:: HOW TO COMPLETE THIS TASK ::
Write every entry out again, exactly as given.

[Referring expression data]
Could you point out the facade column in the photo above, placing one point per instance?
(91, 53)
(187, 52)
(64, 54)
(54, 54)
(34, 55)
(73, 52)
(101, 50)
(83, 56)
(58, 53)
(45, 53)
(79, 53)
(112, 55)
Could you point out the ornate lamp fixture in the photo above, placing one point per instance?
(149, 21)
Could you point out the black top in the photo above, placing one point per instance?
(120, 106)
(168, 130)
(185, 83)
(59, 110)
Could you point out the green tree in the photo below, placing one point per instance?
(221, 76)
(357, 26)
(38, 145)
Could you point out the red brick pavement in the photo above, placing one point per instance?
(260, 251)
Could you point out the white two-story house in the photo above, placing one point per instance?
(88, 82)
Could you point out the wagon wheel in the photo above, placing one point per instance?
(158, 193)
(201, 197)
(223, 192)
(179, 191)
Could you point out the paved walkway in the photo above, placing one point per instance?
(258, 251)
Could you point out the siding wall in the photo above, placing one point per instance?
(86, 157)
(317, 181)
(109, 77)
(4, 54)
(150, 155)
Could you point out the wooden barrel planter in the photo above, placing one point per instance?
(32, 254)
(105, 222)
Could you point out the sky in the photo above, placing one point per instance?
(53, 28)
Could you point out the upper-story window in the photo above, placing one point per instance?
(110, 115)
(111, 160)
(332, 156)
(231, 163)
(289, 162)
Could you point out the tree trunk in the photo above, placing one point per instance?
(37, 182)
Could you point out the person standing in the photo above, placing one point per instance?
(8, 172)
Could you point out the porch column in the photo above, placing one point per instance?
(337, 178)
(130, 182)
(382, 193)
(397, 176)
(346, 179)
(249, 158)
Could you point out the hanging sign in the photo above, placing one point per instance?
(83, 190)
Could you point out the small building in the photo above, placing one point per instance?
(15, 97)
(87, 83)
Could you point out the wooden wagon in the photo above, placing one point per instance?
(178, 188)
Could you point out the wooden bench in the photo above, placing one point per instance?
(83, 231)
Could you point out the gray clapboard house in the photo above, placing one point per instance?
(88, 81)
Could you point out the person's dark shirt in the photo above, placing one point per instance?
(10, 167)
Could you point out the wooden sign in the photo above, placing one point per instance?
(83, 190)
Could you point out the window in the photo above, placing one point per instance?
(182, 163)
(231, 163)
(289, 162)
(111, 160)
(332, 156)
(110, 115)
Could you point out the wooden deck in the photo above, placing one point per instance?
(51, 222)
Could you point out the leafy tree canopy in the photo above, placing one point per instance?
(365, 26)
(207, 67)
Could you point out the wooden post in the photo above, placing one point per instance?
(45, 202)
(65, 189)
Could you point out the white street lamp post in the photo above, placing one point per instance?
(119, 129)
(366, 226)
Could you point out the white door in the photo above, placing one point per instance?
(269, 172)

:: RESPONSE ::
Could you point out the facade column in the photo above, placing one point per instance?
(91, 53)
(187, 52)
(64, 54)
(54, 54)
(34, 55)
(73, 52)
(101, 50)
(83, 56)
(58, 53)
(45, 53)
(79, 53)
(112, 55)
Could you point out the ornate lamp fixture in the photo above, placing one point per instance?
(149, 21)
Could you point out the black top in the photo above, placing one point per instance?
(120, 106)
(168, 130)
(185, 83)
(59, 110)
Could you point out the green tree in the photo below, placing one point per instance?
(221, 76)
(357, 26)
(38, 145)
Could you point out the red brick pavement in the photo above, placing one point per instance?
(260, 251)
Could you point out the white two-story house in the photo above, placing one point per instance?
(88, 82)
Could you point out the wagon wheel in the photo above, placing one point per instance?
(158, 193)
(201, 197)
(223, 192)
(179, 191)
Could you point out the paved walkway in the photo above, placing one point per instance?
(258, 251)
Could you point out the siding wall in the photo above, placing one point per instance?
(86, 157)
(317, 181)
(109, 77)
(4, 54)
(150, 155)
Could you point out the wooden barrel planter in the photo above, placing one point per instance?
(32, 254)
(105, 222)
Could you point out the sky in the photo above, placing one point per instance?
(53, 28)
Could you point out the upper-story window in the photo above, placing one point per instance?
(110, 115)
(111, 160)
(332, 156)
(231, 163)
(289, 162)
Could you point out the tree trunk in the photo above, placing one point per instance?
(37, 182)
Could you point out the person standing in the photo above, placing one point per instance?
(8, 172)
Could you point out the porch column in the photo above, placing one point per instance?
(337, 178)
(130, 182)
(382, 193)
(397, 176)
(346, 179)
(249, 158)
Could you point out the hanging sign in the photo above, placing one point per instance?
(83, 190)
Could you point out the small building in the photo above, placing one point per instance?
(15, 97)
(87, 83)
Could you point out the wooden wagon in the photo above, placing one point per instance?
(178, 188)
Could you point out the wooden bench in the photo above, placing one point per instance?
(83, 231)
Could you point out the gray clapboard house in the photo above, placing one point per instance?
(88, 81)
Could you point out the person's dark shirt in the photo above, placing one point per instance?
(10, 167)
Could you point out the wooden sign in the photo above, placing one point per instance?
(83, 190)
Could you point out the window in the photo above, placing one point per instance?
(182, 163)
(231, 163)
(289, 162)
(111, 160)
(332, 156)
(110, 115)
Could you point out the wooden deck in the photo above, placing one point per instance?
(51, 222)
Could you point out the leafy tree canopy in the photo above, placing one point per instance?
(365, 26)
(207, 67)
Could you point out the wooden post in the photo above, placing one point per instance?
(45, 202)
(65, 189)
Could you point out the white street lamp post in the photo above, placing one point per instance?
(119, 129)
(366, 226)
Could you point out the white door in the photo above, placing one point per instance?
(269, 172)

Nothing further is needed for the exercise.